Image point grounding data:
::::

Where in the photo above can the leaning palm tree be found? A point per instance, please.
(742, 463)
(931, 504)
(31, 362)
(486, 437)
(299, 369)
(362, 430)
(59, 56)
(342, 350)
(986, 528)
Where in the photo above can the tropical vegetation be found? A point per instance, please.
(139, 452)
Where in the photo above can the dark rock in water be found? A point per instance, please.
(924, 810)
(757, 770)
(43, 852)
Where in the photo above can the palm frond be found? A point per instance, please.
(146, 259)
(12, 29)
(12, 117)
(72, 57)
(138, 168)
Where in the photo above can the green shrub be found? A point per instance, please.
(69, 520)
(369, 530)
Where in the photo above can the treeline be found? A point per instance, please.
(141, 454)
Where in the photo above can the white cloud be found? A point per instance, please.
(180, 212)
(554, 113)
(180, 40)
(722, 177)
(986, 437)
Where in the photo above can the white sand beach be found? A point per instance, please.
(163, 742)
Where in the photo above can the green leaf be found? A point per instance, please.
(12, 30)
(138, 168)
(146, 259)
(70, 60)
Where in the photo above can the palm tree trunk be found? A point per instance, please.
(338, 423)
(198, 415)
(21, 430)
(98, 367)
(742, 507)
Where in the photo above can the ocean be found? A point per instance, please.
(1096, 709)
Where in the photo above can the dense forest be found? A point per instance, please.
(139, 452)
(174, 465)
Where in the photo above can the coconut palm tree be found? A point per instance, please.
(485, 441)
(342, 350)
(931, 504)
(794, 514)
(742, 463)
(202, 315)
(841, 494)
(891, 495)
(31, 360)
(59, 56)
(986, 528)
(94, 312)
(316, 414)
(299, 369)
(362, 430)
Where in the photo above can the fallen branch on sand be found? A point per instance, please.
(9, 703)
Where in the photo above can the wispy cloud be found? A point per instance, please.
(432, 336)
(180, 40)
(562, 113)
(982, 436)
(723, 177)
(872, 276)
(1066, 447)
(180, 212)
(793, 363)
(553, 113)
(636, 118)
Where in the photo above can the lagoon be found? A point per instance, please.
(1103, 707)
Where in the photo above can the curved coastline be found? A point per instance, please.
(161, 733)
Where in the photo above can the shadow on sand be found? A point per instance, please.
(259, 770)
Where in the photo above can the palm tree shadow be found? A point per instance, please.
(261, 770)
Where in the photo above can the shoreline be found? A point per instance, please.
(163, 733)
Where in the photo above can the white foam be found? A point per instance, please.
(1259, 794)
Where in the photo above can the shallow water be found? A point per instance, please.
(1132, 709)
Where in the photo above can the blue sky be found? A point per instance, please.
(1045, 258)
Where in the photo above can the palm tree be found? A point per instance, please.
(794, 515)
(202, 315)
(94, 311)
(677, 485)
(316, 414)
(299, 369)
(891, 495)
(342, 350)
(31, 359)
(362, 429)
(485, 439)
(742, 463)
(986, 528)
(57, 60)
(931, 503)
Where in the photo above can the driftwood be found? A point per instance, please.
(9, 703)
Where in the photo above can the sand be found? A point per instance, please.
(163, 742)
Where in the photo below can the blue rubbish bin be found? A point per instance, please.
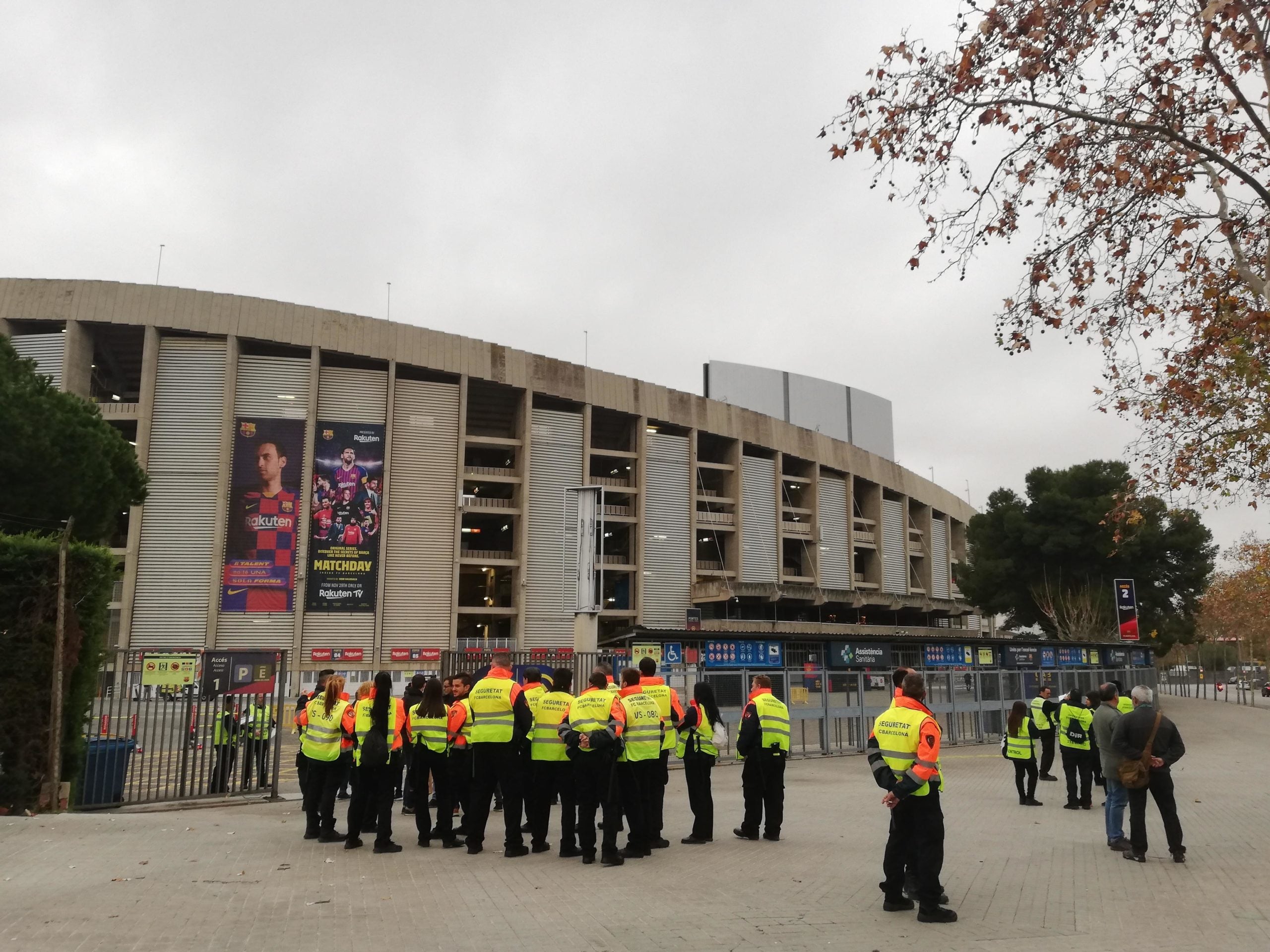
(106, 769)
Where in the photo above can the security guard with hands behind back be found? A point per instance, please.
(763, 744)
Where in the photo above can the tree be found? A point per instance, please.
(1051, 559)
(1237, 602)
(69, 461)
(1128, 143)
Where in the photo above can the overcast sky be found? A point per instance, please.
(522, 173)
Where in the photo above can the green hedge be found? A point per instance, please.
(28, 619)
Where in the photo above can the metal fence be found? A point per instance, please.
(214, 737)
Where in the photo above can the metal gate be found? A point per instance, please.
(169, 725)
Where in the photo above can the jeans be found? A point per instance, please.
(1118, 797)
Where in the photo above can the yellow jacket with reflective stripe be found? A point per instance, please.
(1039, 715)
(642, 735)
(491, 704)
(1020, 748)
(549, 713)
(898, 734)
(320, 740)
(429, 731)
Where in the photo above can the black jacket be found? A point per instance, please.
(1133, 729)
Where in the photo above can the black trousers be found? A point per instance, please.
(426, 763)
(635, 783)
(549, 778)
(917, 838)
(1025, 769)
(697, 774)
(223, 769)
(1160, 783)
(592, 785)
(460, 770)
(1076, 765)
(1047, 749)
(321, 781)
(373, 799)
(496, 766)
(762, 785)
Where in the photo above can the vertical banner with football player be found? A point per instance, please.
(347, 500)
(259, 573)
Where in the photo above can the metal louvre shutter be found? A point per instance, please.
(832, 513)
(261, 381)
(46, 351)
(894, 555)
(420, 549)
(939, 558)
(556, 464)
(667, 583)
(175, 563)
(348, 395)
(759, 520)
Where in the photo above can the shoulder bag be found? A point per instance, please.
(1135, 774)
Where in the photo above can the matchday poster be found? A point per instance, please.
(259, 572)
(347, 502)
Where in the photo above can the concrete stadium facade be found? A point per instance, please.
(758, 524)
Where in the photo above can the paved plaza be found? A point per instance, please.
(243, 879)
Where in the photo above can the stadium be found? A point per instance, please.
(355, 489)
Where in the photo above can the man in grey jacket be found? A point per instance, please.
(1130, 740)
(1117, 795)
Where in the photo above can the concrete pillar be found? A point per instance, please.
(145, 414)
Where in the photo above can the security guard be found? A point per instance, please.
(763, 743)
(1075, 721)
(552, 772)
(1043, 715)
(905, 756)
(501, 722)
(459, 733)
(672, 713)
(640, 729)
(590, 730)
(321, 729)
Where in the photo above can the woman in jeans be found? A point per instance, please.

::::

Problem requirements: Once the pictures are removed, set down what remains of the entries above exactly.

Exercise solution:
Where in the photo above can the leaning palm tree be found? A point per instance, please.
(742, 463)
(931, 504)
(31, 362)
(486, 437)
(299, 369)
(362, 430)
(59, 56)
(342, 350)
(986, 528)
Where in the photo above can the tropical vegetation be found? A point per instance, please.
(139, 452)
Where in the photo above can the dark rock in water be found? A point per instance, please.
(924, 810)
(757, 770)
(43, 852)
Where in the photo above can the palm frond be found? A point per instance, please.
(146, 259)
(12, 29)
(12, 117)
(72, 57)
(138, 168)
Where in the photo above can the green shrub be found? A point per instance, please.
(69, 520)
(369, 530)
Where in the photo above can the treeline be found? A point per instance, please.
(141, 454)
Where in the photo above can the white cloud be found? A point per instance, please.
(180, 212)
(554, 113)
(180, 40)
(722, 177)
(986, 437)
Where in the photo above can the white sand beach be found? A point per instance, please.
(163, 742)
Where in the photo above can the green leaf be found? A point per instance, please.
(12, 30)
(138, 168)
(146, 259)
(70, 60)
Where in the photo above can the palm tree trunk be found? A point per instance, please.
(338, 423)
(198, 415)
(21, 430)
(98, 367)
(742, 507)
Where in the photo above can the ocean be found? A point per instance, please.
(1096, 709)
Where in the photo above can the dense forest be found? A point per instance, please.
(139, 452)
(174, 465)
Where in the photo above can the coconut palm tree be found? A point per instance, please.
(485, 441)
(342, 350)
(931, 504)
(794, 514)
(742, 463)
(202, 315)
(841, 494)
(891, 495)
(31, 360)
(59, 56)
(986, 528)
(94, 312)
(316, 414)
(299, 369)
(362, 430)
Where in the photo above can the fallen branch on sand be found? A point per instance, please.
(9, 703)
Where in the photo above can the wispy cloud be found? A point per instance, please.
(432, 336)
(180, 40)
(562, 113)
(982, 436)
(723, 177)
(872, 276)
(1066, 447)
(180, 212)
(793, 363)
(553, 113)
(636, 118)
Where in the photo above can the lagoon be found? A point per instance, please.
(1103, 707)
Where in the photo above can the curved coastline be found? A point per instance, please.
(161, 733)
Where in the photo above can the shadow on sand be found? A point per instance, please.
(259, 770)
Where in the photo above can the palm tree shadow be found? A point per instance, please.
(261, 770)
Where in the photo above can the shoreline be found? A point per instance, please.
(163, 733)
Where in the photo above can the white foam be found? A point per instance, please.
(1259, 794)
Where in the photo above can the shallow water be found? A point per instance, please.
(1132, 709)
Where in the photo above can the blue sky be found? A point per instance, please.
(1045, 258)
Where in the photo above can the palm tree be found? A point per instance, please.
(794, 515)
(202, 315)
(94, 311)
(677, 485)
(316, 414)
(299, 369)
(891, 495)
(342, 350)
(31, 359)
(362, 429)
(485, 439)
(742, 463)
(986, 528)
(57, 60)
(931, 503)
Where in the photo above can the driftwood be found? A point per instance, please.
(9, 703)
Where in the photo above can the sand be found? A point per instance, please.
(163, 742)
Where in the photo below can the blue rubbish bin be found? A point per instance, please.
(106, 769)
Where in the photo above can the security guard with hands behind back be found? A point per instance, please.
(763, 744)
Where in the photo above can the tree be found? A point per instance, please.
(1051, 559)
(1237, 602)
(69, 461)
(1128, 143)
Where in the photo above can the overcast sky be found? A point per instance, please.
(522, 173)
Where in the photo above can the green hedge be found? A point per instance, please.
(28, 619)
Where in the photo above can the metal fence be found? A point per instance, please.
(214, 737)
Where in the photo above can the metal gate be found? A point per instance, please.
(169, 725)
Where in the photo above can the jeans be found? A point per instance, please.
(1118, 797)
Where in the photo above can the yellow jacket with reflective stripe be found? A point per instance, please.
(1039, 715)
(642, 735)
(491, 704)
(1020, 748)
(549, 713)
(898, 734)
(320, 740)
(429, 731)
Where in the photo above can the black jacket be found? A point per instance, please.
(1133, 729)
Where in the photo above can the black trousers be found? A point per instance, please.
(426, 763)
(635, 783)
(549, 778)
(917, 838)
(1025, 769)
(697, 774)
(223, 769)
(1160, 783)
(592, 785)
(460, 770)
(1076, 765)
(1047, 749)
(321, 781)
(373, 799)
(496, 766)
(762, 785)
Where in the photo above can the vertical banner with football player be found? A point per instance, please.
(347, 500)
(259, 573)
Where in the photo above can the metal louvre shutter be found? A point per instance, please.
(832, 513)
(261, 381)
(46, 351)
(894, 555)
(420, 549)
(939, 558)
(556, 464)
(667, 583)
(175, 563)
(348, 395)
(759, 520)
Where in the photo above can the shoulder bag be found? A point per instance, please.
(1135, 774)
Where in the photo above can the matchday poster be found? A point per instance, please.
(259, 572)
(347, 502)
Where in the photo above can the concrete stadium facade be found? A point per instance, please.
(758, 524)
Where in the photo above can the paved plaza be found? A point per instance, please.
(243, 879)
Where in the photo above can the stadium be found? A point per instance, please.
(355, 489)
Where in the photo above can the man in grey jacket be found? A point per instance, please.
(1130, 740)
(1117, 795)
Where in the photo above can the concrete pillar be found? A point per instance, please.
(145, 414)
Where in the photo above can the security guard be found? A point per instance, please.
(763, 743)
(1075, 721)
(552, 772)
(1043, 715)
(905, 756)
(501, 722)
(459, 733)
(672, 713)
(640, 729)
(590, 730)
(321, 729)
Where in the photo above can the woman in jeans be found? A point per instance, please.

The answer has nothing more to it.